- **Article**:
---*---

Prof’s take on teacher pay off base

Posted on January 12, 2016 in Education Debates

TheStar.com – Opinion / Readers’ Letters – Re: Higher teacher pay doesn’t equal better student performance, Opinion Dec.30
Jan 11 2016.   Howard A. Doughty / Greg Sheehan / Joseph Polito

Higher teacher pay doesn’t equal better student performance, Opinion Dec.30:  < http://www.thestar.com/opinion/commentary/2015/12/30/higher-teacher-pay-doesnt-equal-better-student-performance.html >

David Johnson, an economics professor at Wilfrid Laurier University and an inmate at the right-wing C.D. Howe Institute, says that we could get away with paying teachers less while maintaining similar student scores on corporate-friendly standardized tests. This, he adds, would free up cash for “other educational programming” – most likely new layers of bloated bureaucracy and expensive consulting economists.

Why stop there? Why not adopt the strategy of Ontario colleges and universities? They turn over up to 75 per cent of post-secondary teaching to underpaid, overworked and insecure “precarious” faculty who will do whatever they are told without complaint as they go from short-term contract to short-term contract living on the faint hope that they will one day be offered a full-time job.

Costs would go down and, if the contingent teaching staff agree to just “teach to the test,” scores might even rise. Of course, authentic education, intellectual inspiration and the overall health of the educational system would sink even further; but who cares?

Such factors are not considered on the bottom line in our increasingly dehumanized diploma mills.

Howard A. Doughty, Richmond Hill
____________________________

I find it hypocritical for professor David Johnson to assert that Ontario elementary and secondary school teachers are overpaid when his current compensation is double that of the average elementary school teacher in Ontario.

---*---

- **Material shown**:
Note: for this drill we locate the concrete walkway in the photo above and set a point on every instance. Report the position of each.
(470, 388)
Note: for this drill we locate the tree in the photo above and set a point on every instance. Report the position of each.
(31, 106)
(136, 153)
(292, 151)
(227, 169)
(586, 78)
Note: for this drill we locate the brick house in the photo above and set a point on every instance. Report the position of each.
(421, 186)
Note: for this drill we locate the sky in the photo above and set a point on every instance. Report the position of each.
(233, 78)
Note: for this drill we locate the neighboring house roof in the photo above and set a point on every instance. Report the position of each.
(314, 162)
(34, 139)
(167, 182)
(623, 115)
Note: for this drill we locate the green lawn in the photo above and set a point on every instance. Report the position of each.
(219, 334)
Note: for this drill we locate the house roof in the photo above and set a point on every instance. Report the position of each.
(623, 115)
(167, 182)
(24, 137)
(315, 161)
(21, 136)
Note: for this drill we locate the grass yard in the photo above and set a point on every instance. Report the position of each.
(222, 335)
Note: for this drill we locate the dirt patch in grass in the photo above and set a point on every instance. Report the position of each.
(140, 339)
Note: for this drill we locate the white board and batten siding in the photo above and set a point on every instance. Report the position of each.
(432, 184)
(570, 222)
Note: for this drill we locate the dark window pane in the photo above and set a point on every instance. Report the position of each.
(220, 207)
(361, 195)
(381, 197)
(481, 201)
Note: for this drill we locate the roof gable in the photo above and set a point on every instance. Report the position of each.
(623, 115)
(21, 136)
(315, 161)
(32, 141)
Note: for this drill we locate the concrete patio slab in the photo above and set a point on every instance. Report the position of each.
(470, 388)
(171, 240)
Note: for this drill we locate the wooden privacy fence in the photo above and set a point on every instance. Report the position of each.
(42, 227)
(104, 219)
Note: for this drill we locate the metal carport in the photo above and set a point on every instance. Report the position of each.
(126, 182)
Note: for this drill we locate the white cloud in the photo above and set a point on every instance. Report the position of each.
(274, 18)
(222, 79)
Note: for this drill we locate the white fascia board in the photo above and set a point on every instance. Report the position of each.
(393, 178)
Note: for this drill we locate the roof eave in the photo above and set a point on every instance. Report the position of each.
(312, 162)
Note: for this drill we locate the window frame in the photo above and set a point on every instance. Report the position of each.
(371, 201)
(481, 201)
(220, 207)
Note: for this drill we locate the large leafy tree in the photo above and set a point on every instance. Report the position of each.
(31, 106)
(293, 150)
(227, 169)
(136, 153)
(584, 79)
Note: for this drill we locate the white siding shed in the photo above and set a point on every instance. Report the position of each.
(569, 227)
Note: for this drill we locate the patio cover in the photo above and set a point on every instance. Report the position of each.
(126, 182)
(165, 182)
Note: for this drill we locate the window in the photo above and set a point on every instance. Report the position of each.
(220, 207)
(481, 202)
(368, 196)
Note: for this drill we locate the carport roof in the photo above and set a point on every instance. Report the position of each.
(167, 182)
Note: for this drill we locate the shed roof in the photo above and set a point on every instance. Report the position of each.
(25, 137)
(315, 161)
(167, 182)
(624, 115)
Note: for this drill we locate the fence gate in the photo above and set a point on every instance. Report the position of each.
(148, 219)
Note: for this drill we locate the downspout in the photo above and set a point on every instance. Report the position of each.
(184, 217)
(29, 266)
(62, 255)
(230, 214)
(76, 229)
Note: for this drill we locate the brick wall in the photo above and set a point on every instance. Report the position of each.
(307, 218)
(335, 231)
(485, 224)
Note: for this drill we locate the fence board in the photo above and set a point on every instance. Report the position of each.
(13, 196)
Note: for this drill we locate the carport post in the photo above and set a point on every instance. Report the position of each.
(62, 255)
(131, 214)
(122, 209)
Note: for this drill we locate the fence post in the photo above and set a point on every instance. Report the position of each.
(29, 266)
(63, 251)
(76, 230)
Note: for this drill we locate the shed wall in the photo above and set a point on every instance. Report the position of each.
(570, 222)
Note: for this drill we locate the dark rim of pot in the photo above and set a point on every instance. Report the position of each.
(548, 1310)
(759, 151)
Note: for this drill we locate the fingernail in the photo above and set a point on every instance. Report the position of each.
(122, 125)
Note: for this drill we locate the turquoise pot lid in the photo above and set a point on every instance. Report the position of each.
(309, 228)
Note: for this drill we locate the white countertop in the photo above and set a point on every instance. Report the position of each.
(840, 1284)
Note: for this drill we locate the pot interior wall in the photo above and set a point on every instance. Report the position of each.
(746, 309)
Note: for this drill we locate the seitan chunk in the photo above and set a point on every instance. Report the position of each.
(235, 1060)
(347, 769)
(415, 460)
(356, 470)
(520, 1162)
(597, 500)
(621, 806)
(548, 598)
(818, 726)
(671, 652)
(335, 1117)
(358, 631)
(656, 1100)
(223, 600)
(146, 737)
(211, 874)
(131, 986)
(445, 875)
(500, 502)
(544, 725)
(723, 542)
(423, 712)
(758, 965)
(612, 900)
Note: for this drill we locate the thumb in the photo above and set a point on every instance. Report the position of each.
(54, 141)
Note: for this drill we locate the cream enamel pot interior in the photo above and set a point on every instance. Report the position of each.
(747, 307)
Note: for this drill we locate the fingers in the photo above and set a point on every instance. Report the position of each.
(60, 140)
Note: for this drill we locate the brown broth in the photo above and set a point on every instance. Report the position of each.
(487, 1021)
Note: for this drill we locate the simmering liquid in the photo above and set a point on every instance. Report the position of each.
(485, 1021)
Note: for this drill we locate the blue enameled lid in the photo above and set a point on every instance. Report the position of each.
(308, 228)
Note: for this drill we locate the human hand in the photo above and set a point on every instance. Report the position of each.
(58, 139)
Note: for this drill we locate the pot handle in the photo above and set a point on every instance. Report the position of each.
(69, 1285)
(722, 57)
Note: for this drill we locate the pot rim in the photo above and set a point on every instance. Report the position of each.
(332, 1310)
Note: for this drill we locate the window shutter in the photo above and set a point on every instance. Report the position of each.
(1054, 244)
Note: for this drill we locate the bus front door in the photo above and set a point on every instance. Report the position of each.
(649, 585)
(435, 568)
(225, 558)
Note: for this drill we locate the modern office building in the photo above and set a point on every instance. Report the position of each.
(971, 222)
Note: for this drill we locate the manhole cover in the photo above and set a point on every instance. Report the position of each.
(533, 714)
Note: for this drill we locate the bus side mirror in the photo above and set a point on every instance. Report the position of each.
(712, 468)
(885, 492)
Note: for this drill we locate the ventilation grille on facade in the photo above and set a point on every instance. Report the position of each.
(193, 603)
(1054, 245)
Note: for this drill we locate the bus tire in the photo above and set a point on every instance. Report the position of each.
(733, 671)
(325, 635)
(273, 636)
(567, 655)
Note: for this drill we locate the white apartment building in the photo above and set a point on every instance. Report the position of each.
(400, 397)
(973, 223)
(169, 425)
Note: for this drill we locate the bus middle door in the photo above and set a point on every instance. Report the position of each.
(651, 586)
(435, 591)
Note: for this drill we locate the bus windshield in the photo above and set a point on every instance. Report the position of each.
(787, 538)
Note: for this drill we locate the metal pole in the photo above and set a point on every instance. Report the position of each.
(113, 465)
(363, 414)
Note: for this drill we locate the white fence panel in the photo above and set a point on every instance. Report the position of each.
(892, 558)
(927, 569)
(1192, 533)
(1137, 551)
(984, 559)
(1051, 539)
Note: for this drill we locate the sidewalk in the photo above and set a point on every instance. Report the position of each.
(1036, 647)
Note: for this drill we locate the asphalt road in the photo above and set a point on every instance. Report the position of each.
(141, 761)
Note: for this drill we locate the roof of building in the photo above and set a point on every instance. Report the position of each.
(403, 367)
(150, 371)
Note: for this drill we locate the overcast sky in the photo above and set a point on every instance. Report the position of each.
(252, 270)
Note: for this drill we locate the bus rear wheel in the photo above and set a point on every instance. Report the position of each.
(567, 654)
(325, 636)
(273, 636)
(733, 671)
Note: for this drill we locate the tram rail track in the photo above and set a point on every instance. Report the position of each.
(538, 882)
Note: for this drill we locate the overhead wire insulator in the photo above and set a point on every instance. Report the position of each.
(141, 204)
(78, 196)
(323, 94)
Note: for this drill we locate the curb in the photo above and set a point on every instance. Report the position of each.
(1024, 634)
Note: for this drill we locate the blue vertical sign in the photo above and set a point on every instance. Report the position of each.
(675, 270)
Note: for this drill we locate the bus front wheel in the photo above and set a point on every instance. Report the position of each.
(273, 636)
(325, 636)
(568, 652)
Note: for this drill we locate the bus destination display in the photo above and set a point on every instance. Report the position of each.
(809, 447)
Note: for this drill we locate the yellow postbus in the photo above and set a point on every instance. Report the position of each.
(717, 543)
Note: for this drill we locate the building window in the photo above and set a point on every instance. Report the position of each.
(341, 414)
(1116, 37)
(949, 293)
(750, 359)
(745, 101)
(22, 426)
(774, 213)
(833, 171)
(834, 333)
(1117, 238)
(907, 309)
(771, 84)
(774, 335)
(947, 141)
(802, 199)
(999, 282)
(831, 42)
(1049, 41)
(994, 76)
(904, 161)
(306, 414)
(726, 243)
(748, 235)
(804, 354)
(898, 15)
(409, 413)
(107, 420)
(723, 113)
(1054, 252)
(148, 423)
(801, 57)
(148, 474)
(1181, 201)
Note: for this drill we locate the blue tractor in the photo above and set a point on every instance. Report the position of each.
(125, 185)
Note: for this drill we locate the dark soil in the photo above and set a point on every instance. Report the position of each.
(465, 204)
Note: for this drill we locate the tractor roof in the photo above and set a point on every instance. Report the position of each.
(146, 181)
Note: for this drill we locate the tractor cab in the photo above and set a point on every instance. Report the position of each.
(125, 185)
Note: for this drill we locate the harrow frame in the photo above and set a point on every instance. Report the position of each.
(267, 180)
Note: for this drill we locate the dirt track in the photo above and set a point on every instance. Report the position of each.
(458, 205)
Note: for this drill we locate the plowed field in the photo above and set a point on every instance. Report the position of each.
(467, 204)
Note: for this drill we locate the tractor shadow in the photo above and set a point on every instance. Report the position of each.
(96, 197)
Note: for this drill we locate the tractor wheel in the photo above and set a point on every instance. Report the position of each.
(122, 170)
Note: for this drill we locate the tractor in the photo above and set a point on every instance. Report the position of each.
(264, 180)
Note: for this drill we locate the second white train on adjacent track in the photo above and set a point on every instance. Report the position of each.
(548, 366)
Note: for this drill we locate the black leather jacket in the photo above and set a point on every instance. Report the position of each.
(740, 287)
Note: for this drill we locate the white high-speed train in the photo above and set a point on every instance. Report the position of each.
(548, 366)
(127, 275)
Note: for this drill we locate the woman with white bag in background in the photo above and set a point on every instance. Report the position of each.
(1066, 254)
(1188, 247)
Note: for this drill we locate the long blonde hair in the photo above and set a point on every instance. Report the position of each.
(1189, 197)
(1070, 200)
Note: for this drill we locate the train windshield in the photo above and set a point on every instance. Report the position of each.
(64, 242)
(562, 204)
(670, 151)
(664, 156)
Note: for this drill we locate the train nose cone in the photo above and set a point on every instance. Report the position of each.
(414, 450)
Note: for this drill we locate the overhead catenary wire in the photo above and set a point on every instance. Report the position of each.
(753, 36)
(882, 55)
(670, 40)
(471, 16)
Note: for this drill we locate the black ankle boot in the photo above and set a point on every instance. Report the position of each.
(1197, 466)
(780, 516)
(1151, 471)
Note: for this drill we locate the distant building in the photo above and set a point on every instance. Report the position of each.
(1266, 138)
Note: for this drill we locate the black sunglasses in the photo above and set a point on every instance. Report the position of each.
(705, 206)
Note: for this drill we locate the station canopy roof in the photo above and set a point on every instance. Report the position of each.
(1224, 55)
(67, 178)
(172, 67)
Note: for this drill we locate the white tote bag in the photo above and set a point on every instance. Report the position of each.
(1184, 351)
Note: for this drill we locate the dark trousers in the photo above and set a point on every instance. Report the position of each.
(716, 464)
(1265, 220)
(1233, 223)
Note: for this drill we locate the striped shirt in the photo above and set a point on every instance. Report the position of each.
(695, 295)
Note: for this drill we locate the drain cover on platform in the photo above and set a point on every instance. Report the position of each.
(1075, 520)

---*---

- **Required tasks**:
**A)** Answer these questions using the readers' letters on teacher pay, one answer per line:
(i) At which university is David Johnson an economics professor?
(ii) Up to what share of post-secondary teaching does the first letter say Ontario colleges and universities turn over to "precarious" faculty?
(iii) What place is given after Howard A. Doughty's name?
**B)** Write the next part of the readers' letters on teacher pay, picking up after the final sentence shown, not the data.

- **Results**:
**A)**
(i) Wilfrid Laurier University
(ii) Up to 75 per cent
(iii) Richmond Hill

**B)**
According to the Ontario government sunshine list, professor Johnson made $167,708 in 2014. He has been on the sunshine list every year since 2003 with an average annual salary over that 12 year period of $138,948 and an average annual raise of 4.48 per cent.

It appears to me that if professor Johnson wishes to “substantially reduce the cost of education in Ontario and free up resources for other educational programming” he should be proposing “curbing the growth” of university and college professors salaries not those of elementary and secondary school teachers.

Professors who live in ivory towers shouldn’t throw stones.

Greg Sheehan, Mississauga
___________________________

Professor David Johnson is a fine researcher, and his work at the C.D. Howe Institute is aimed at improving the quality of education. He would agree that education has been a success in Ontario. Today Canada is among the top nations in international tests.

We can do better by addressing problem stated in Johnson’s book, Signposts of Success. Almost half the variation in schools’ results is related to the student’s socio-economic conditions. Richard Wilkinson’s bestselling book, The Spirit Level, supports that view.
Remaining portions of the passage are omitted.